### PAGE EXCERPT
--------------------------------------------------
If identity conditions for qualitatively identical particulars were exhausted by spatial location, then only the third description is possible, since at the midpoint, there is no spatial difference between the two squares, and hence there can't really be two squares. But crucially not only do both (1) and (2) make sense, most people would use either (1) or (2) in describing the situation, and furthermore, the visual system, apart from the description, perceives the situation as being either a (1) type situation, or a (2) type situation.

[41] The same is true of sounds. Two pure tones, one initially high and the other initially low, can cross, and this will typically be perceived as either a case of two tones crossing, or bouncing, and not as the extinguishing and re-creation of sounds. The point I want to close this section on is that, in fact, identity conditions for qualitatively identical particulars can be, and often are, supplied by elements other than spatial location (a similar point is argued for by Pete Mandik (1998)). And if this is so, then the intuition to the effect that Hugh could not have experience of two qualitatively identical but numerically distinct visual stimuli because he lacks a spatial element to his visual experience is exposed as questionable, or at least in need of further argument that I am unable to furnish.


[42] My chief goal has been to give some substance to Evans' idea that the possession of skills can make contents available to an organism. That Evans' held such a view is widely known, but what the view amounts to has never been satisfactorily spelled out. There has been much appeal in certain areas of the philosophical literature to "embodied skills" making contents available, but little by way of examination of what this could mean. I hope that I have to some extent remedied this, or at least made some initial steps in that direction. But beyond the Evans exegesis, there is one benefit provided by the skill theory that I should like to draw attention to.

[43] I think that an understanding of the skill theory will help us in our attempts to understand neural representation, especially the neural basis of spatial representation. If we are limited to seeing spatial representation in terms of either causal covariation (receptive fields) or isomorphism (maps), or either of these in conjunction with a story about evolutionary pressures, then we are sentenced to failure. Regarding topographic maps, there is simply nothing in the brain that serves as a topographic map of extrapersonal space -- the best one gets are cells that appear to be acting as receptive fields for specific points in extrapersonal space in the posterior parietal cortex of the right hemisphere. But these fields are not arranged topographically, indeed, it would be very difficult to arrange a 3-dimensional space topographically on a 2 dimensional sheet.

[44] Appeal to receptive fields provides no comfort. Such fields perhaps carry spatial information, but this should not be confused with spatial content. To see the difference, notice that if you don the sonic guide, it will suddenly become the case that your auditory cortex (the area that processes features of sound) will be filled with spatial receptive fields, in that there will be neurons, or neural groups, that will fire when and only when some object is at a certain egocentric location (the neurons that fire when and only when you hear middle C at 35dB, for example). But as I have already shown, this will carry no spatial content for you. Now it is true that once you get used to the device, this receptive field will start to carry spatial content for you. But what can "getting used to" mean here, except that you learn to incorporate that aspect of your experience in a non-inferential way into cuing and guiding your sensorimotor skills? (Accounts appealing to evolutionary pressures flop for similar reasons -- Toni never, we may legitimately suppose, had any ancestors whose auditorily apparatus was evolutionary pressured to assign spatial content to middle C at 35 dB.)
--------------------------------------------------
### REQUIRED WORK
Reproduce, without changes, the stretch of the passage on skills and spatial content that begins at the words "[43] I think" and stops after "2 dimensional sheet.".

### RECORDS SUPPLIED
--------------------------------------------------
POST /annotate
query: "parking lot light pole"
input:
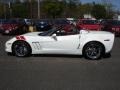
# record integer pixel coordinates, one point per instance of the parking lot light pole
(38, 9)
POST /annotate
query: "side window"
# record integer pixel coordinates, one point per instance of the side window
(61, 33)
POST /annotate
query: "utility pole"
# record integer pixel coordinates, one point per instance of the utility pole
(30, 7)
(38, 9)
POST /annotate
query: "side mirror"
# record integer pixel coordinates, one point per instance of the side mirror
(54, 36)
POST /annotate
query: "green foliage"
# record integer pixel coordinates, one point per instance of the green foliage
(55, 8)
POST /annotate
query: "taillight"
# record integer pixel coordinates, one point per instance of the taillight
(20, 38)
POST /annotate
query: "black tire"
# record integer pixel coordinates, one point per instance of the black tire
(21, 49)
(93, 50)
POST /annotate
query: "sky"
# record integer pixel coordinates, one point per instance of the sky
(116, 3)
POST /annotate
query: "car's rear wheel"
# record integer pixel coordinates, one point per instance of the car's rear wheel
(21, 49)
(93, 50)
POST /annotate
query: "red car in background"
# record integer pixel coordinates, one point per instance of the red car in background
(9, 27)
(88, 24)
(111, 26)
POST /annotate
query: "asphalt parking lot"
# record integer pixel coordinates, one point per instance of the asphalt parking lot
(61, 72)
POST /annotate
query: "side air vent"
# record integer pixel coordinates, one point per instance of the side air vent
(36, 45)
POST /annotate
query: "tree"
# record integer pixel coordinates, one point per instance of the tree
(53, 8)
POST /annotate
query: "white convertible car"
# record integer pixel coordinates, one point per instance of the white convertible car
(91, 44)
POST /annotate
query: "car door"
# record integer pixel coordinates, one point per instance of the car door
(60, 44)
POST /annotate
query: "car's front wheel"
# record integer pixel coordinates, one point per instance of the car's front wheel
(93, 50)
(21, 49)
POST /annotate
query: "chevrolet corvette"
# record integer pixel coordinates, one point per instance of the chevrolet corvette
(91, 44)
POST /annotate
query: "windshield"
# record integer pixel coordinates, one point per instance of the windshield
(48, 33)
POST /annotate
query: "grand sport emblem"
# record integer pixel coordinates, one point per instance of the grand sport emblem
(91, 44)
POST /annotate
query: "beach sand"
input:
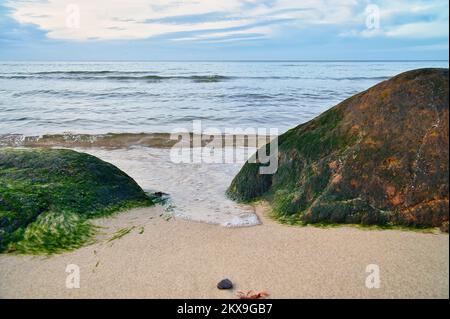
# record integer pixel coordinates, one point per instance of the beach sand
(183, 259)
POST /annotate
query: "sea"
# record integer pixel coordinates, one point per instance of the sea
(130, 102)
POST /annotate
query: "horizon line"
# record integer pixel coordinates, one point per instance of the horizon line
(231, 60)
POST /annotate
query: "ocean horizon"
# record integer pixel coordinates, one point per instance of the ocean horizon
(38, 98)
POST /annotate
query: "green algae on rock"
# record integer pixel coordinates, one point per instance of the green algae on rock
(47, 197)
(378, 158)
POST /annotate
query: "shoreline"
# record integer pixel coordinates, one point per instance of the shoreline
(176, 258)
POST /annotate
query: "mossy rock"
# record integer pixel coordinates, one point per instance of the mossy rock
(47, 197)
(380, 157)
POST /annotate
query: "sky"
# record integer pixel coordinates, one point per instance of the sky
(224, 30)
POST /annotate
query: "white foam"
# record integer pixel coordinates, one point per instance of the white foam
(197, 190)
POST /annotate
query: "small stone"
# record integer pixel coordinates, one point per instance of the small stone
(225, 284)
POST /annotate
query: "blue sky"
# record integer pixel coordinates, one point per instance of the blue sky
(223, 30)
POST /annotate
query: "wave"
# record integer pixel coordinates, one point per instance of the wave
(111, 75)
(152, 77)
(125, 140)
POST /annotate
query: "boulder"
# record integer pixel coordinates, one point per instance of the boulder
(380, 157)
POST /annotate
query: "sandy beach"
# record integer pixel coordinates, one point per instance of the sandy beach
(175, 258)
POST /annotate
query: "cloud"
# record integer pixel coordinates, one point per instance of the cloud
(226, 20)
(435, 29)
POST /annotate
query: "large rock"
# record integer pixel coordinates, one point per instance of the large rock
(47, 196)
(379, 157)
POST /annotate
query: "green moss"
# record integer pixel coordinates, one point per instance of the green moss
(47, 197)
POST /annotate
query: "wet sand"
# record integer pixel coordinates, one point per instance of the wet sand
(175, 258)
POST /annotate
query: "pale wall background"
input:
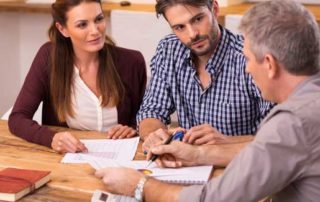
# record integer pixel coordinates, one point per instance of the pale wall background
(22, 34)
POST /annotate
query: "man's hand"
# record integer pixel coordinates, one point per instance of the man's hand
(155, 138)
(120, 131)
(204, 134)
(120, 180)
(63, 142)
(176, 154)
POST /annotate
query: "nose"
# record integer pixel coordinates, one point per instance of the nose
(192, 31)
(94, 28)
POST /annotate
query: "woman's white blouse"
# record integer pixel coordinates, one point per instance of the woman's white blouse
(89, 115)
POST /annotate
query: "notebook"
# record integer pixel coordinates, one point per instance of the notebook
(184, 175)
(15, 183)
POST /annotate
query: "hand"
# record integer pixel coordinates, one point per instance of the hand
(120, 131)
(120, 180)
(176, 154)
(155, 138)
(204, 134)
(63, 142)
--------------------------------------------------
### OUTPUT FOR THIS EXERCISE
[43] I think that an understanding of the skill theory will help us in our attempts to understand neural representation, especially the neural basis of spatial representation. If we are limited to seeing spatial representation in terms of either causal covariation (receptive fields) or isomorphism (maps), or either of these in conjunction with a story about evolutionary pressures, then we are sentenced to failure. Regarding topographic maps, there is simply nothing in the brain that serves as a topographic map of extrapersonal space -- the best one gets are cells that appear to be acting as receptive fields for specific points in extrapersonal space in the posterior parietal cortex of the right hemisphere. But these fields are not arranged topographically, indeed, it would be very difficult to arrange a 3-dimensional space topographically on a 2 dimensional sheet.